§ TASK DETAILS
Reproduce the material exactly, omitting nothing.

(Pointing and labeling entries)
━━━━
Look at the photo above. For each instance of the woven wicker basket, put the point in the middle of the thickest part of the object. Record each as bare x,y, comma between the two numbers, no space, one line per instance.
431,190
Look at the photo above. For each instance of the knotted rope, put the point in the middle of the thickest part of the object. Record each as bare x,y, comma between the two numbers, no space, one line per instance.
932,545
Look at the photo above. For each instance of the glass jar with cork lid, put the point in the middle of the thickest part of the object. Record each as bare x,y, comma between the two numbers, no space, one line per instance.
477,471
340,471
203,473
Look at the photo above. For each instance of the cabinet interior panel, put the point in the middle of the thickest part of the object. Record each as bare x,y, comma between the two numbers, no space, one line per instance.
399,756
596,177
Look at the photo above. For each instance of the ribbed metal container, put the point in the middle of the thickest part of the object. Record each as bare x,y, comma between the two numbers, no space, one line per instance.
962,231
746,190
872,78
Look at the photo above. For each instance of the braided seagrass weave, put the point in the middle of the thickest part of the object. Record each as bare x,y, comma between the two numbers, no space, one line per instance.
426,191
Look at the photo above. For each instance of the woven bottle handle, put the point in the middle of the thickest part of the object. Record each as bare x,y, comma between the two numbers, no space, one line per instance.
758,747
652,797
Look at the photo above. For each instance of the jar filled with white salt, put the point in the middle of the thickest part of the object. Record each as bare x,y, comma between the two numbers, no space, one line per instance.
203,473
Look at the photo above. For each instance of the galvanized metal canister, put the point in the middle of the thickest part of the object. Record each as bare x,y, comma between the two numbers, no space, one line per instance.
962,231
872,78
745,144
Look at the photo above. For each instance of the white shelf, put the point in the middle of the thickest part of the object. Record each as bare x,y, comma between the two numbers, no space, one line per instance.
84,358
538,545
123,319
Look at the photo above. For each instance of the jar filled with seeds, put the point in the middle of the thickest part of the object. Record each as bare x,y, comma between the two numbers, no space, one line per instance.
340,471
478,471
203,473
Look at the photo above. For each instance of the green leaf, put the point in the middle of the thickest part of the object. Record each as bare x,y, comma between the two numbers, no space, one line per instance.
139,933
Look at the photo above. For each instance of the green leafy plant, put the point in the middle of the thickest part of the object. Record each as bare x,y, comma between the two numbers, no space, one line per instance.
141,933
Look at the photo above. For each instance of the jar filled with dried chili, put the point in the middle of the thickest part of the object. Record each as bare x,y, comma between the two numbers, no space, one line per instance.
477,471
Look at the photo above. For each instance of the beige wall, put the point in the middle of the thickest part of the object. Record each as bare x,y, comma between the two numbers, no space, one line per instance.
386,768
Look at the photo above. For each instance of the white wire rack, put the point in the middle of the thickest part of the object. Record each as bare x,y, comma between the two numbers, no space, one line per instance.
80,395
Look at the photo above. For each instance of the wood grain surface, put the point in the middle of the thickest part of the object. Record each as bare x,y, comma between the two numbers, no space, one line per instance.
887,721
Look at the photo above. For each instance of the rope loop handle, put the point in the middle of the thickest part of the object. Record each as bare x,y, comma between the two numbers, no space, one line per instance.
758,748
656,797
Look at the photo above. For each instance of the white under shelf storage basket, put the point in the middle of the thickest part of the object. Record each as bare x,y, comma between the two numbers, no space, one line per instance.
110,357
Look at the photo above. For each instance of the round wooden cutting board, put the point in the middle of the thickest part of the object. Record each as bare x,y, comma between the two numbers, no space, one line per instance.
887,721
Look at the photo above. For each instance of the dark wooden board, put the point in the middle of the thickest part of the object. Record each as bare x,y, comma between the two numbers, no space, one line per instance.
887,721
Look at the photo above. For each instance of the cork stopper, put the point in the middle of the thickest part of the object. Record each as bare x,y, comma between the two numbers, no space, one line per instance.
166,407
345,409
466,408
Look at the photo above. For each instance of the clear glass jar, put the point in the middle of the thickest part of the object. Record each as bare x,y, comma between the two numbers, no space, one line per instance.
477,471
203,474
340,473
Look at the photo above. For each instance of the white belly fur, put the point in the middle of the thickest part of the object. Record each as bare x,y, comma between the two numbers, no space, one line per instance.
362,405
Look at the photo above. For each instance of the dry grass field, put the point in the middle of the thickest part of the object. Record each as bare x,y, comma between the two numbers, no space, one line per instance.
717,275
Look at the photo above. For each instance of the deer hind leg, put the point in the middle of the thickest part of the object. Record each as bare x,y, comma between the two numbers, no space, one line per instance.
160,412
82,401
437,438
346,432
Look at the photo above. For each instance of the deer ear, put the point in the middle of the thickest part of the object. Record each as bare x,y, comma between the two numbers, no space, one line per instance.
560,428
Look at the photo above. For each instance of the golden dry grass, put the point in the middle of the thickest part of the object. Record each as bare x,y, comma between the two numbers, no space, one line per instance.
━━━━
§ RESPONSE BELOW
Look at the photo above. For each instance of the woven wicker basket, put the point in the middle of the thickest part of the object. Record each as bare x,y, comma between the two numbers, no space, one line per instance.
431,190
Look at the photo above. For each instance of the knotted rope, put the point in the middle of the thickest part of the object. Record each as bare x,y, comma between the two numbers, no space, one line per instance.
932,545
Look at the photo above. For each instance of the glass jar with cork lid, put the point in the middle of the thickest part of the object. Record each as bare x,y, comma between the two numbers, no space, one line per instance.
477,471
340,471
203,473
Look at the photo above. For each instance of the cabinet interior panel, put the point in the middle of the thickest part of the object. Record each as bare x,y, comma between the two numbers, no space, one line per instance.
399,756
596,177
Look at the photo above. For each instance of the ribbed metal container, put the point in the middle of the thickest part of the object. Record each as bare x,y, comma between the two numbers, no space, one line per instance.
962,231
746,190
872,78
Look at the photo above. For each instance of the braided seagrass weave, put the point in the middle of the thickest part of the object. Record each as bare x,y, comma between the two numbers, no space, one line per instance.
426,191
Look at the photo above. For each instance of the woven bottle handle, put the point in the middle of the thickest part of the object. Record each as bare x,y, comma between the two numbers, no space, one line per instance.
758,747
652,797
Look at the photo above. For each instance of the jar filled with white salt, put the point in the middle of the thickest part of the object. Record each as bare x,y, comma between the two numbers, no space, one line per instance.
203,473
Look at the photo above. For each instance of the galvanized metal canister, put the point in the middle of the thickest part of the object. Record each as bare x,y, comma between the two numbers, no space, one line per instance.
962,231
872,78
745,144
Look at the photo above. For each instance of the white shelf, put the point in the middle of the thickest part of the object. Record each as bare x,y, comma between the two numbers, no space, one line per instance.
84,358
538,545
123,319
Look at the photo above. For each instance of the jar filled with seeds, put the point in the middle of the thickest part of the object. Record each as bare x,y, comma between the two numbers, no space, one line per instance.
340,471
478,471
203,473
Look at the photo above. For each instance of the green leaf, put the point in the middle of the thickest part of the object. Record each as bare x,y, comma between the two numbers, no space, one line per instance.
139,933
Look at the photo above. For each instance of the green leafy plant, put the point in the middle of the thickest part of the object. Record each as bare x,y, comma between the two numbers, no space, one line per instance.
141,933
Look at the photo above. For each instance of the jar filled with dried chili, put the point in the middle of the thickest part of the object. Record each as bare x,y, comma between the two numbers, no space, one line per instance.
477,471
Look at the photo above. For each instance of the beige wall, put the point in the middle of the thickest part of the object. Record each as bare x,y, comma between the two numbers, no space, one line per instance.
386,768
Look at the photo above. For each instance of the white wire rack, put the point in the middle of the thickest part of the object. Record each as bare x,y, comma between the two numbers, no space, one line per instance.
80,395
Look at the photo above. For each instance of the wood grain surface, put the point in the middle of the thickest part of the object. Record each as bare x,y, comma between the two numbers, no space, one line per instance.
887,721
Look at the photo above. For each instance of the rope loop handle, put the point in the middle of the thickest part of the object. Record each as bare x,y, comma between the two numbers, no space, one line per instance.
758,748
656,797
Look at the photo above. For each instance of the white under shelf storage basket, put the point in the middle of the thickest part of the object. Record each as bare x,y, comma between the two numbers, no space, one line per instance.
110,357
Look at the photo above. For each instance of the round wooden cutting board, put the point in the middle of the thickest part of the object. Record each as bare x,y, comma between the two numbers, no space, one line per instance.
887,721
Look at the photo above. For each instance of the dark wooden board, put the point in the middle of the thickest part of the object. Record each as bare x,y, comma between the two numbers, no space, one line per instance.
887,721
Look at the photo above. For each instance of the cork stopper, put the point in the middle of the thickest part of the object. Record each as bare x,y, comma between the two numbers, no space, one line per instance.
166,407
345,409
466,408
Look at the photo above. For each instance of the clear glass jar, put the point in the middle of the thickest part of the object. Record each as bare x,y, comma between the two numbers, no space, one line per instance.
477,471
203,474
340,473
Look at the photo above. For each instance of the white belly fur, put the point in the middle of the thickest part of the object. Record each as bare x,y, comma between the two numbers, no space, one line per instance.
362,405
Look at the photo above. For each instance of the dry grass field, put the point in the middle of the thickest part of the object. Record each as bare x,y, comma between the two numbers, no space, one line per instance.
717,275
Look at the photo above. For each instance of the deer hind leg, put the point in the middle of the thickest part of the object. Record each as bare x,y, comma between the two numbers, no space, one line per instance.
160,412
82,401
437,438
346,432
Look at the photo above. For each instance of the deer ear, put the point in the middle of the thickest part of the object. Record each as bare x,y, comma between the two numbers, no space, one line per instance.
560,428
Look at the photo above. For each instance of the golden dry grass, put the point in the middle of the thickest part of the object. Record each as bare x,y, comma between the two numbers, no space, one line per instance.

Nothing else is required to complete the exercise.